# What needs to be done
In the text on forming well-supported opinions, what topic does the writer plan to cover in a series over the coming weeks?

# Excerpt to read
----

As a student who studies extensively in an attempt to improve my essays, I have grown to become very critical of articles, views and political ideas. This is not in a way that narrows my mind but rather one which means that if I hold a belief, it is a tried and tested belief which I can back up with facts and figures.
This does not mean that my belief is always correct, nor does it mean that it is better than anyone else’s, but what it does mean is that when I discuss it I can make people understand and agree with where I am coming from.
A very brief example and one which I hope to cover in the next few weeks is the economic benefits of reducing wealth inequality in advanced economies. I started to have this idea after I wrote an essay on the effect of inequality on economies and once I read reports by the UN, OECD, IMF and various individual economists I saw the empirical proof behind the idea. I won’t go into this today though as I hope to create a series on this idea over the coming weeks.
The point of my article today, however, is to help you, as an individual, to think more. No matter what the media or anyone else tells you, there is nothing wrong with having an opinion, even if it is controversial – what is wrong is when you have an opinion and have no evidence to back it up and still try to persuade people that you are right.

----

# Recorded data
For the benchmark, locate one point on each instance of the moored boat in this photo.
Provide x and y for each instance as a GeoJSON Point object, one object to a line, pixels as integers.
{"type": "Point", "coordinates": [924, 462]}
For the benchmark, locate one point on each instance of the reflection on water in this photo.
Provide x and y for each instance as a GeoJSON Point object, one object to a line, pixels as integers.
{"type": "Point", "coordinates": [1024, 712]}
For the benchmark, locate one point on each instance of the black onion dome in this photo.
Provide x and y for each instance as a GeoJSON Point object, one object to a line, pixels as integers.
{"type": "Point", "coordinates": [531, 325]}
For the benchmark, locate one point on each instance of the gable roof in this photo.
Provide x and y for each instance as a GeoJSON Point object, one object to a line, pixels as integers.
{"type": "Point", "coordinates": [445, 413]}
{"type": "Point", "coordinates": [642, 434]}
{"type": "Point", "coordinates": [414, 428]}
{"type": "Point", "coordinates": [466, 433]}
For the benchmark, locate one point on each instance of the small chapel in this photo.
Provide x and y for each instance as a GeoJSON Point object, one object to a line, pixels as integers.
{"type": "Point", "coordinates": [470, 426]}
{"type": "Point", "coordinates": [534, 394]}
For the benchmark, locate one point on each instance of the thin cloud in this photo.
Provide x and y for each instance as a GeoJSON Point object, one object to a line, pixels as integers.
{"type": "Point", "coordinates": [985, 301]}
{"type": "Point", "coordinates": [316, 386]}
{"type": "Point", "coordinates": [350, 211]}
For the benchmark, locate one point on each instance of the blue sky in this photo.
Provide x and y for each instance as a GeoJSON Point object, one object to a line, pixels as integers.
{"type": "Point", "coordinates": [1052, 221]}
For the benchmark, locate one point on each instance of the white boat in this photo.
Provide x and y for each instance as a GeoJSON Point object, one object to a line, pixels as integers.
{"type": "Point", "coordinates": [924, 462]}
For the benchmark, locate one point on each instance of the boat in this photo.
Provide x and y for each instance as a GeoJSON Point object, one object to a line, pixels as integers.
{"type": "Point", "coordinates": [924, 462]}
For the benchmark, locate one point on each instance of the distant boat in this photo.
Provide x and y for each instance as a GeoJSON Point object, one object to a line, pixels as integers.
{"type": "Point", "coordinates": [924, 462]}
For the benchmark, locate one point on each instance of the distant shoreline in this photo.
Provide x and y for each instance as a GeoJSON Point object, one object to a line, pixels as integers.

----

# Exercise output
The economic benefits of reducing wealth inequality in advanced economies.